Retype all of the data below, keeping every line unchanged.
= = = = = = =
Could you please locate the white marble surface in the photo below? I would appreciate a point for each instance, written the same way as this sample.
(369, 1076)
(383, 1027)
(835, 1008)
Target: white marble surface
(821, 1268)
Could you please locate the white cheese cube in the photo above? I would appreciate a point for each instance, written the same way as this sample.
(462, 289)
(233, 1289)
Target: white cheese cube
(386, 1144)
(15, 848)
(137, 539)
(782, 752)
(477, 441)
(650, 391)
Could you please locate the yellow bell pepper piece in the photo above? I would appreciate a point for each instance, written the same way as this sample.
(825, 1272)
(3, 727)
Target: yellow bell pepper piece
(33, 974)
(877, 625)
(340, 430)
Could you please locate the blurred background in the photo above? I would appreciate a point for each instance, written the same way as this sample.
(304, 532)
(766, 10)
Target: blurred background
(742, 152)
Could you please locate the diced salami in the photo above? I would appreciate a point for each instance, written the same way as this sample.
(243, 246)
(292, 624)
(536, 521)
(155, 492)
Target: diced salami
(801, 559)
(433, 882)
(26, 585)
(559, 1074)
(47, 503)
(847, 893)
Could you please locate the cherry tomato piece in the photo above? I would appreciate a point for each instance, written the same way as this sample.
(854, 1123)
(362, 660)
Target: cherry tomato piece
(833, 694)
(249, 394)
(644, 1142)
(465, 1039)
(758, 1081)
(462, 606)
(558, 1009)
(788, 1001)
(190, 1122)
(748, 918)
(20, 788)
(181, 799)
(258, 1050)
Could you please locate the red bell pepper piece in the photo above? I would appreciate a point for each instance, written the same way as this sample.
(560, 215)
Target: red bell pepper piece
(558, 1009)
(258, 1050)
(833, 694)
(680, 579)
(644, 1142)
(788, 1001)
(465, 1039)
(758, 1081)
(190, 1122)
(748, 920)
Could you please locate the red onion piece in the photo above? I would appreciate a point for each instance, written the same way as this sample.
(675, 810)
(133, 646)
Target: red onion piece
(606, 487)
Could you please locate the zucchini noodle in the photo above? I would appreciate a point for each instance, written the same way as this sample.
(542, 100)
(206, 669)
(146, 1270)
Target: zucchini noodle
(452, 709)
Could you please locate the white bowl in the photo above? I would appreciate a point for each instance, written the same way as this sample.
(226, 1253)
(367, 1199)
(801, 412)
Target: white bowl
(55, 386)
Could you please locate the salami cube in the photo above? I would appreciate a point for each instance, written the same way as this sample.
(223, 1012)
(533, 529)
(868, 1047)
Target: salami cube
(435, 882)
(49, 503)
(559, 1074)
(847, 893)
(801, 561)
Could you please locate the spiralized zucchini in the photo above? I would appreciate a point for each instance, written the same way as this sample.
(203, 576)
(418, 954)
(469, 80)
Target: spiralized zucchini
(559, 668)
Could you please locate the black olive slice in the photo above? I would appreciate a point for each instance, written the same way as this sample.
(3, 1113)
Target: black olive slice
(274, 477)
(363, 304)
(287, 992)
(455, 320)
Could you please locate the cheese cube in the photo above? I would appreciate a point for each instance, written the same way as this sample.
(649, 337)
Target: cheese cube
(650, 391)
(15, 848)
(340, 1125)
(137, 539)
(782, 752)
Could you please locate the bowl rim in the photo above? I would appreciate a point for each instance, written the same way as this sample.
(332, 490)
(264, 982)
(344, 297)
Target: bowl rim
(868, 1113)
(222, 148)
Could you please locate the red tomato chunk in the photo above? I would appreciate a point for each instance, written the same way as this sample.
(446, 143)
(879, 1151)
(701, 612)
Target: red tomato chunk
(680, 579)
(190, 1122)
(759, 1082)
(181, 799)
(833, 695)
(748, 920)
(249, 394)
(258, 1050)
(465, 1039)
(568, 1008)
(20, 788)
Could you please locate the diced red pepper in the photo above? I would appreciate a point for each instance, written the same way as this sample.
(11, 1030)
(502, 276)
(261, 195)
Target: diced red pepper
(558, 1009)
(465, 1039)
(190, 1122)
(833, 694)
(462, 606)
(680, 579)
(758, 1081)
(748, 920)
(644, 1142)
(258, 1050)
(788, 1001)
= = = = = = =
■ **Solution below**
Could you please locate the white marble surface in the photo below? I would appreciate a point for each instance, written the same way as this sample.
(369, 1076)
(383, 1027)
(835, 1008)
Target: white marble surface
(821, 1268)
Could you please locate the white cheese cube in the photo above? I would appreciate a point for each instance, written the same way as this sample.
(462, 289)
(233, 1289)
Target: white cheese cube
(386, 1144)
(15, 848)
(137, 539)
(782, 752)
(477, 441)
(650, 391)
Could you please locate the yellow bell pepper piece in the photo above? I would appreciate a point for each instance, written the same way as this sample.
(825, 1272)
(3, 727)
Target: yellow bell pepper piece
(33, 974)
(877, 625)
(340, 430)
Could you please locate the blurred background in the photo above? I would appreciate a point for each instance, written the same way as this sample.
(304, 532)
(766, 10)
Target: blurred background
(742, 152)
Could you please locate the diced salami in the photo above? I would appreciate a point for each instance, written the same way as this sample.
(243, 246)
(292, 624)
(536, 521)
(155, 492)
Target: diced salami
(801, 559)
(433, 882)
(26, 585)
(559, 1074)
(47, 503)
(847, 893)
Could you please locate the cherry tomato piece in the photo above? I would appreciate a point for each instance, written the same way as this sample.
(854, 1123)
(362, 660)
Target: cherry tomato piece
(833, 694)
(249, 394)
(644, 1142)
(465, 1039)
(758, 1081)
(462, 606)
(558, 1009)
(788, 1001)
(190, 1122)
(748, 918)
(20, 788)
(181, 799)
(258, 1050)
Could you please locate the red bell pepper piece in the photo above? I would appreciate a point for each instance, written the same way as this sample.
(560, 215)
Target: red bell pepper piece
(558, 1009)
(258, 1050)
(833, 694)
(680, 579)
(644, 1142)
(788, 1001)
(465, 1039)
(758, 1081)
(190, 1122)
(748, 920)
Could you please locate the red onion piece in the photo above? I would appreciate a point for each instance, written the same way as this sample.
(675, 810)
(133, 646)
Target: red onion piece
(606, 487)
Could you please locate the zucchini noodle in the photo above? I would appreciate a point for each instance, written the same way as this sample.
(542, 100)
(206, 669)
(146, 1270)
Target: zucchini noodle
(452, 709)
Could you please locate the white bowl in the photo above? I would appreciate a point for each instance, written the same way as this sample.
(226, 1253)
(367, 1199)
(801, 412)
Target: white bowl
(55, 386)
Could you please locate the salami cube in the photo above? I would appreciate a point for each instance, written the same way as this sample.
(223, 1012)
(533, 529)
(868, 1047)
Target: salami cube
(435, 882)
(49, 503)
(559, 1074)
(847, 893)
(801, 561)
Could you please locate the spiralized zucchini in the photo above? I would appreciate a point for each instance, written the same way as this sample.
(203, 576)
(418, 954)
(469, 80)
Target: spiralized zucchini
(559, 668)
Could you please locate the black olive slice in the photo above? I would appreciate a point for each instance, written the same way as this sample.
(3, 1113)
Target: black olive slice
(274, 477)
(363, 304)
(287, 992)
(455, 320)
Could you please locate the cheese cube in the photo above? I would appreciate a point for each instance, written the same way as this sample.
(649, 337)
Target: cheese cube
(650, 391)
(15, 848)
(340, 1125)
(137, 539)
(782, 752)
Could you please locate the bowl rim in the photo above? I would appreciate a point for each instance, written the same way as this sample.
(332, 490)
(264, 982)
(344, 297)
Target: bowl rim
(868, 1113)
(222, 148)
Could you please locate the red tomato chunk in the photo above? I would appreciate a point for each instance, written the same way as this sample.
(446, 143)
(879, 1151)
(701, 612)
Target: red tomato chunk
(680, 579)
(190, 1122)
(759, 1082)
(181, 799)
(833, 695)
(748, 920)
(249, 394)
(258, 1050)
(465, 1039)
(568, 1008)
(20, 788)
Could you please locate the diced red pepper in the photo above? I would appreciate a point for each instance, written the same way as this sample.
(11, 1030)
(502, 276)
(261, 195)
Target: diced red pepper
(558, 1009)
(465, 1039)
(190, 1122)
(833, 694)
(462, 606)
(680, 579)
(758, 1081)
(748, 920)
(644, 1142)
(258, 1050)
(788, 1001)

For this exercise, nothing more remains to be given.